To reduce the effect of the apex leakage on machine performance, a sealing scheme can be applied to the machine apices. The mathematical model of apex seal and the seal dynamic behavior is detailed in the work of Phung and Sultan [21].

3.4. Thermodynamic Model

By assuming the compressor is working adiabatically, the variation of properties of the working fluid inside each working chamber (i.e., the upper and lower chamber) can be obtained, based on the first law of thermodynamics as well as the conservation of mass, as follows:

$$\frac{d{\rho }_c}{d\theta }=\frac{1}{V_c\omega }\left({\dot{m}}_i-{\dot{m}}_o-{\dot{m}}_l-4{\rho }_c\omega \beta L^{2}H\sin \theta \right)$$

(22)

$$\begin{gathered} \frac{d{s}_c}{d\theta }=\frac{1}{{\rho }_c{V}_c{T}_c\omega }\left({\dot{m}}_i\left(h_i-h_c\right)-{\dot{m}}_o\left(h_o-h_c\right)-{\dot{m}}_l\left(h_l-h_c\right) \\ -4{\rho }_c\omega \beta L^{2}H\sin \theta \right) \end{gathered}$$

(23)

In Equations (22) and (23), ${\rho }_c$, $s_c$ and $T_c$ denote density, entropy, and temperature inside the working chamber, respectively, $h$ represents the enthalpy, and the subscripts $i$, $o$, and $l$ indicate the inlet port, outlet tank, and leakage, respectively. A more detailed modelling process of the thermodynamic model of the limaçon machine can be found in the work of Sultan [20]. To simulate the behavior of the compressor in one cycle, the above set of differential equations is solved iteratively where the values of various variables are compared at the start and the end of each cycle to signify the cyclical nature of the compressor operation. The comparison is performed with the help of the error function, $\sigma$, shown below:

$$\sigma =\sqrt{{\sigma }_1+{\sigma }_2+{\sigma }_3+{\sigma }_4}$$

(24)

• Record list:
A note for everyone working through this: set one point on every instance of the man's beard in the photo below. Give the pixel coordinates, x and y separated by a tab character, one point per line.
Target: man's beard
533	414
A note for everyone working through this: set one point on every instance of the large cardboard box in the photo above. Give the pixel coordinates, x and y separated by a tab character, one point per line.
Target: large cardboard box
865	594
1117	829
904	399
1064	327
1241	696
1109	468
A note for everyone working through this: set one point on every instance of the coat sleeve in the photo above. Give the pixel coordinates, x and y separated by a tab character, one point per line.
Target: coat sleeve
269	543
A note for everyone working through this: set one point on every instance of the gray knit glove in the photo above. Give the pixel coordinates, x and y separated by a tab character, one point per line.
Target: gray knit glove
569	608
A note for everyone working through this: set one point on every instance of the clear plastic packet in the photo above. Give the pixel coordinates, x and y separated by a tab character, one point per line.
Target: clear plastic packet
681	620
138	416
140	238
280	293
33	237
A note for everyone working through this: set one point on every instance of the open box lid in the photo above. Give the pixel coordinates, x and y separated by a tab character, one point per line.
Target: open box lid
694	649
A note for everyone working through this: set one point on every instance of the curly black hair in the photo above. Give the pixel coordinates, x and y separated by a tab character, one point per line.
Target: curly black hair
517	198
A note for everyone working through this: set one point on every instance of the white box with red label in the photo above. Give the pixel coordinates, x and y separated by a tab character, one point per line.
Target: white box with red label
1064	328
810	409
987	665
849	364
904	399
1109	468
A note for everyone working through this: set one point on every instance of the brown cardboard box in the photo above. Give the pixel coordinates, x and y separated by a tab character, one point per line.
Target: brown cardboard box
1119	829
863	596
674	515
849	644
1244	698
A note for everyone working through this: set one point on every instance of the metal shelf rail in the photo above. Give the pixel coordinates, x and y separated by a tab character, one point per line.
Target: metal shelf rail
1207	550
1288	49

• Challenges:
1. Translate this sentence from the compressor excerpt into Spanish: "To reduce the effect of the apex leakage on machine performance, a sealing scheme can be applied to the machine apices."
2. According to the compressor excerpt, why are the values of the variables compared at the start and the end of each cycle when the differential equations are solved iteratively? Answer in one to three sentences.
3. In the compressor excerpt, what do the subscripts i, o, and l indicate?
Rely only on the compressor excerpt.

• Set of answers:
1. Para reducir el efecto de la fuga en los ápices sobre el rendimiento de la máquina, se puede aplicar un sistema de sellado a los ápices de la máquina.

2. The comparison signifies the cyclical nature of the compressor's operation. It is carried out with the error function σ.

3. The inlet port, the outlet tank, and leakage, respectively.